→ **WORK TO COMPLETE**
Could you retype every line of the records below, character for character?

Start

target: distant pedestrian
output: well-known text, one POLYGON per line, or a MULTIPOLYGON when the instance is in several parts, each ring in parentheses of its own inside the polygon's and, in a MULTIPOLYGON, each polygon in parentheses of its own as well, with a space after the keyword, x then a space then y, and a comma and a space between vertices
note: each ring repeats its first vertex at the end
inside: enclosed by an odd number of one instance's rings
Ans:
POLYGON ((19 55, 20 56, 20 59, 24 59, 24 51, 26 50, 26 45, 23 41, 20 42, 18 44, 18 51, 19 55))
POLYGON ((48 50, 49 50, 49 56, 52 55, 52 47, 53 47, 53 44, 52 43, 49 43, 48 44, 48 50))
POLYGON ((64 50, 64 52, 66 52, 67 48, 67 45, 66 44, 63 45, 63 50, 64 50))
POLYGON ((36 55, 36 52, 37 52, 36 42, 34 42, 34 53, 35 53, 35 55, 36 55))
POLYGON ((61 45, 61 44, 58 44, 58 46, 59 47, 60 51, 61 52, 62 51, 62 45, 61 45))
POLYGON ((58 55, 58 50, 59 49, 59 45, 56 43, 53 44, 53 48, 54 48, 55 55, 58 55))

End

→ **ANSWER FOR THIS EXERCISE**
target: distant pedestrian
output: well-known text, one POLYGON per line, or a MULTIPOLYGON when the instance is in several parts, each ring in parentheses of its own inside the polygon's and, in a MULTIPOLYGON, each polygon in parentheses of its own as well, with a space after the keyword, x then a space then y, and a comma and a space between vertices
note: each ring repeats its first vertex at the end
inside: enclosed by an odd number of one instance's rings
Ans:
POLYGON ((19 55, 20 56, 20 59, 24 59, 24 51, 26 50, 26 45, 23 41, 20 42, 18 44, 18 51, 19 55))
POLYGON ((48 50, 49 50, 49 56, 52 55, 52 47, 53 47, 53 44, 52 43, 49 43, 48 44, 48 50))
POLYGON ((64 50, 64 52, 66 52, 67 48, 67 45, 66 44, 63 45, 63 50, 64 50))
POLYGON ((36 55, 36 52, 37 52, 36 42, 34 42, 34 53, 35 53, 35 55, 36 55))
POLYGON ((61 45, 61 44, 58 44, 58 46, 59 47, 60 51, 61 52, 62 51, 62 45, 61 45))
POLYGON ((58 55, 58 50, 59 49, 59 45, 56 43, 53 44, 53 48, 54 48, 55 55, 58 55))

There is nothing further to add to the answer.